Render into Spanish this sentence from the passage about Narciso Yepes: "The only one available in the shop I visited was on Yepes' triple album on Deutsche Grammophon."

**Excerpted passage**
▬▬▬▬▬▬▬▬▬▬
If ever a guitarist could inspire a person to buy a classical guitar and learn to play, for me it has to be Narciso Yepes. I first came across him many years ago when I wanted to get a copy of Rodrigo's Concierto d'Aranjuez as I'd heard, I think, a Julian Bream version. The only one available in the shop I visited was on Yepes' triple album on Deutsche Grammophon. I took my prize home and played it immediately. At once I was transported into another world Yepes' approach was so sensitive, apparently effortless, and atmospheric. I have been a fan ever since.
When I listen to recordings of Narciso Yepes, almost invariably something starts to melt inside , particularly when he plays Fernando Sor, whom I also love. I find I simply close my eyes, smile and tingle as his interpretations of Bach, Sor, Bacarisse, Rodrigo and so many others go far beyond mere technical mastery. He was one with his guitar and his instinctive feel for the music can lift me right out of my troubles any day!
▬▬▬▬▬▬▬▬▬▬
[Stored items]
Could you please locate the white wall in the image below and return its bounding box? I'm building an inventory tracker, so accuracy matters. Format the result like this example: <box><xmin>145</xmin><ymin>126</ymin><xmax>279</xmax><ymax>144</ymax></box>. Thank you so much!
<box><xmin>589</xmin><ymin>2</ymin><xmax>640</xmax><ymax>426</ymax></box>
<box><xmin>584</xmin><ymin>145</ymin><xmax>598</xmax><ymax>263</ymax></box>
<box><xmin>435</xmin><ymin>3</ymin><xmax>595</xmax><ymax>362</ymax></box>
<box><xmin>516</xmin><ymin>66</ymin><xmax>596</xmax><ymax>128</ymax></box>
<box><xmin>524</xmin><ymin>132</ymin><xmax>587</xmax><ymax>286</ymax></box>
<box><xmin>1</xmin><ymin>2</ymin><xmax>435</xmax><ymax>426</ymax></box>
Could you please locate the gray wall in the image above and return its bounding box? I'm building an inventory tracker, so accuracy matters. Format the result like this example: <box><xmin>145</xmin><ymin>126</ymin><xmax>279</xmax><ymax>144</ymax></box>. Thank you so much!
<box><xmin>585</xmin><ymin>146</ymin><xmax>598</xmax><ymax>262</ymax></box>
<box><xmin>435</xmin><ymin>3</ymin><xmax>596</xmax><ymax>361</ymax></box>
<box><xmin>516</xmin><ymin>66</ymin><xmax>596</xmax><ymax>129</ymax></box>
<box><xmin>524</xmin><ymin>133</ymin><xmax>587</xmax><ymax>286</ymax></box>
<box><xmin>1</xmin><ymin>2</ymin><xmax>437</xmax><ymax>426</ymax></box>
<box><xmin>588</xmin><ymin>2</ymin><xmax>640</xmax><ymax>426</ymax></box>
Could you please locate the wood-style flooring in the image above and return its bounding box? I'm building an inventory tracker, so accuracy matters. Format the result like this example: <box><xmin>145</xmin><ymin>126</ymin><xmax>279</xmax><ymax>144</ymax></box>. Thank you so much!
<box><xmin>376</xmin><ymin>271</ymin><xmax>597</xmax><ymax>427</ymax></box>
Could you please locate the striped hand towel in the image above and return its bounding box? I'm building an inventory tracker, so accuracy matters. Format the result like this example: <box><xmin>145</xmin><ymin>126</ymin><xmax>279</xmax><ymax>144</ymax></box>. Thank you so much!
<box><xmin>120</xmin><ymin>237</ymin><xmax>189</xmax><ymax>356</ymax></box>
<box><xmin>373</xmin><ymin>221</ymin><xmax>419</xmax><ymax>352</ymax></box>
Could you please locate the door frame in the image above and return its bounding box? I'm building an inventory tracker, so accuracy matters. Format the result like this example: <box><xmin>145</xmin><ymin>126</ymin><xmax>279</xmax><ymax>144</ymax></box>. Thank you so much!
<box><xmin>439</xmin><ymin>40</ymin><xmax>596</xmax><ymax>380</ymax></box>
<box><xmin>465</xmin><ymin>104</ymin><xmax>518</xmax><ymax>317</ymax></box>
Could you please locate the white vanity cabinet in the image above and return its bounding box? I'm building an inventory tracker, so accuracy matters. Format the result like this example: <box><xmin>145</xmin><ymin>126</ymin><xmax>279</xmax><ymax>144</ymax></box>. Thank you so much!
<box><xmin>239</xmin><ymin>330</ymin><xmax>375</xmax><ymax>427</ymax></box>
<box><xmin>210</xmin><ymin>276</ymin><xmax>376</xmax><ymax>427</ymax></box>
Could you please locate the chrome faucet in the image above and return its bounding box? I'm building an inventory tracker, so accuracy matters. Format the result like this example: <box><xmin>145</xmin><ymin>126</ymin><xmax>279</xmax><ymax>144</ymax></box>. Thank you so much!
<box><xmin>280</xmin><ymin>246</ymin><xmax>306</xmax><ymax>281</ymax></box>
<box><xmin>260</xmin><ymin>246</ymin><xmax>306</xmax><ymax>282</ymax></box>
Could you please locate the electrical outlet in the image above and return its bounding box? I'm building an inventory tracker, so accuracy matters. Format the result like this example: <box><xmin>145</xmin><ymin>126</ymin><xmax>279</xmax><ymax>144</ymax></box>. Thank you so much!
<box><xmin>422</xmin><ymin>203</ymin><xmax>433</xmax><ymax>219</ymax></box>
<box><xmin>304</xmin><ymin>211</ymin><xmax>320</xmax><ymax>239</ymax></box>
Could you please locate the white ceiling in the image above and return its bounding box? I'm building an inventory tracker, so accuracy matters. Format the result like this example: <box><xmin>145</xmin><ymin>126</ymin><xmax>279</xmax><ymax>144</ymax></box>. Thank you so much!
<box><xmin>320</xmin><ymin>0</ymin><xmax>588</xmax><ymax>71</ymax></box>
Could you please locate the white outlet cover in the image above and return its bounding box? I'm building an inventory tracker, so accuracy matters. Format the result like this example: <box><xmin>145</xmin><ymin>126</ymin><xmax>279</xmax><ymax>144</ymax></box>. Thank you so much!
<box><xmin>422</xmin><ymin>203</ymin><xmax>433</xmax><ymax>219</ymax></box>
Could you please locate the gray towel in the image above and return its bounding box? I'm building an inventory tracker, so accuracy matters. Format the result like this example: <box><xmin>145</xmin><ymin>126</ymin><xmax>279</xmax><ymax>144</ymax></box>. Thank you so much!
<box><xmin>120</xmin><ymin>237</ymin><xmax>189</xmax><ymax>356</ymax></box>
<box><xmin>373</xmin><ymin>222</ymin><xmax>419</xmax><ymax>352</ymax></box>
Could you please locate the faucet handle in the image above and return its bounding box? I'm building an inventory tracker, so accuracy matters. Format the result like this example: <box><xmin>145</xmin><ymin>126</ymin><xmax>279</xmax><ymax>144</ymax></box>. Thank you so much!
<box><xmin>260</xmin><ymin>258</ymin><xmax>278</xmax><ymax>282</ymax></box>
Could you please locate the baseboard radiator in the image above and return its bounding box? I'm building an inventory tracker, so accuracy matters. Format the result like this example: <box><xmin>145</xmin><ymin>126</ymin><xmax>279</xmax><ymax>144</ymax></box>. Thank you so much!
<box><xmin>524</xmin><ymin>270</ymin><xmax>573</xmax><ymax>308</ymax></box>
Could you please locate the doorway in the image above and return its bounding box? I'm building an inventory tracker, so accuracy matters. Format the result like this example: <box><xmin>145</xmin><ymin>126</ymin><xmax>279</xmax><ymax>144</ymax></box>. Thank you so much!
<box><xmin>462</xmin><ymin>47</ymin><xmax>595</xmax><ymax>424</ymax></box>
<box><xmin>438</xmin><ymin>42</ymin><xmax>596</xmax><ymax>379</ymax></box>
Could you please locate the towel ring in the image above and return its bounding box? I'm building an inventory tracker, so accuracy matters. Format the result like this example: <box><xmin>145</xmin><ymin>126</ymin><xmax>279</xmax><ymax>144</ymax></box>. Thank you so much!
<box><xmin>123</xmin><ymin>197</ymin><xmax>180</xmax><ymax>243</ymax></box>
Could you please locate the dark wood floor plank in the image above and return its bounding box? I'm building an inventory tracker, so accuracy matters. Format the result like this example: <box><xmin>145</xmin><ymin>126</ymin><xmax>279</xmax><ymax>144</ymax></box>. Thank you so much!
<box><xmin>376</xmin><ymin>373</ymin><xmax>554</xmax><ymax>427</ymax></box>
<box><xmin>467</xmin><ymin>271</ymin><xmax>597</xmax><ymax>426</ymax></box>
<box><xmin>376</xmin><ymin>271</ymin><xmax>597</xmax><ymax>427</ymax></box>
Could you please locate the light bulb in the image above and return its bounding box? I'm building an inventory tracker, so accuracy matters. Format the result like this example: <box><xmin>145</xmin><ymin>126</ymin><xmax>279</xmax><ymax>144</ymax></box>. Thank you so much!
▬▬▬▬▬▬▬▬▬▬
**Output of the exercise**
La única disponible en la tienda que visité estaba en el triple álbum de Yepes de Deutsche Grammophon.